# [Tujuan a]
Jawablah pertanyaan berikut berdasarkan teks tentang rumah Muhammadiyah di Garut.
(i) Rumah merupakan penanda apa dalam struktur dan sistem sosial masyarakat?
(ii) Bagi orang pergerakan, rumah menjadi arena apa saja?
(iii) Siapa yang kerap disambangi KH Ahmad Dahlan di rumahnya bila ke Surabaya?

“Rumah Muhammadiyah” di Garut

Oleh: Asep Purnama Bahtiar

Tempat berkumpul, berlindung, dan beristirahat sebuah keluarga, itulah antara lain tentang fungsi rumah pada umumnya dalam kehidupan manusia. Rumah menjadi entitas fisikal bagi orang perorang dalam sebuah keluarga untuk berkarya, berangkat, dan pulang. Rumah merupakan penanda subsistem atau subunit dalam struktur dan sistem sosial masyarakat, baik di pedesaan maupun perkotaan.

Seperti itulah rumah, namun tidak demikian bagi orang pergerakan, rumah lebih dari sekedar itu. Rumah menjadi arena perjumpaan, pertemuan, dan perjuangan para aktivis dan penggerak untuk mewujudkan visi dan misi organisasi yang bergelora hingga melampaui batas-batas individu dan sekat-sekat sosial budaya setempat.

Pun demikian, kehadiran tokoh berpengaruh dan sosok hebat tempo doeloe galibnya berlangsung di sebuah rumah tokoh. Sebagai misal KH Ahmad Dahlan pada masanya bila ke Surabaya kerap menyambangi HOS Tjokroaminoto di rumahnya untuk bersilaturahim, bertukar pikiran, dan beradu gagasan dengan tokoh utama Syarikat Islam itu. Begitu pula halnya kalau Guru Politik tokoh-tokoh bangsa ini bertandang ke Jogja, pasti silaturahim ke rumah KH Ahmad Dahlan.

Catatan dari sumber data:
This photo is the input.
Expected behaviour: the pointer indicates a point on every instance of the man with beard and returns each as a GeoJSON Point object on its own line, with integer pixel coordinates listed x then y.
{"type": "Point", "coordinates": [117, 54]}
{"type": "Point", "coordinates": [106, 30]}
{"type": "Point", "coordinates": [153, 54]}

==

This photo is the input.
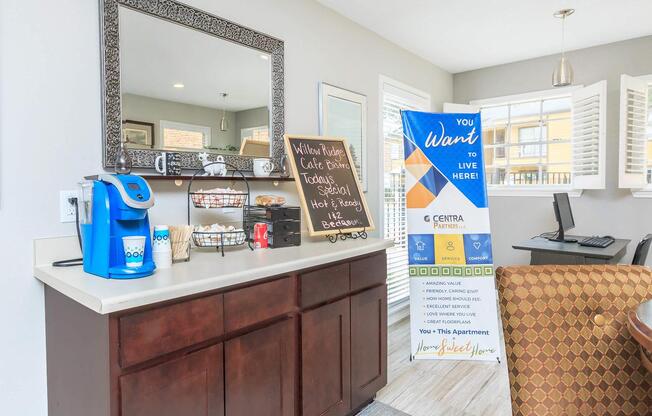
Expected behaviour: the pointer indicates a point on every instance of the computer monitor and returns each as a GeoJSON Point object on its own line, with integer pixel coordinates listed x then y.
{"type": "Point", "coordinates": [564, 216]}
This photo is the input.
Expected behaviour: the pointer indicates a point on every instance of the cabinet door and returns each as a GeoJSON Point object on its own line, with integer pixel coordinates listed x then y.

# [Tujuan b]
Laporkan setiap baris catatan yang memuat kata "object".

# [Jawaban Akhir a]
(i) Rumah merupakan penanda subsistem atau subunit.
(ii) Rumah menjadi arena perjumpaan, pertemuan, dan perjuangan para aktivis dan penggerak.
(iii) KH Ahmad Dahlan kerap menyambangi HOS Tjokroaminoto.

# [Jawaban Akhir b]
Expected behaviour: the pointer indicates a point on every instance of the man with beard and returns each as a GeoJSON Point object on its own line, with integer pixel coordinates listed x then y.
Expected behaviour: the pointer indicates a point on every instance of the computer monitor and returns each as a GeoJSON Point object on its own line, with integer pixel coordinates listed x then y.
Expected behaviour: the pointer indicates a point on every instance of the cabinet door and returns each as a GeoJSON Point object on its own line, with integer pixel coordinates listed x then y.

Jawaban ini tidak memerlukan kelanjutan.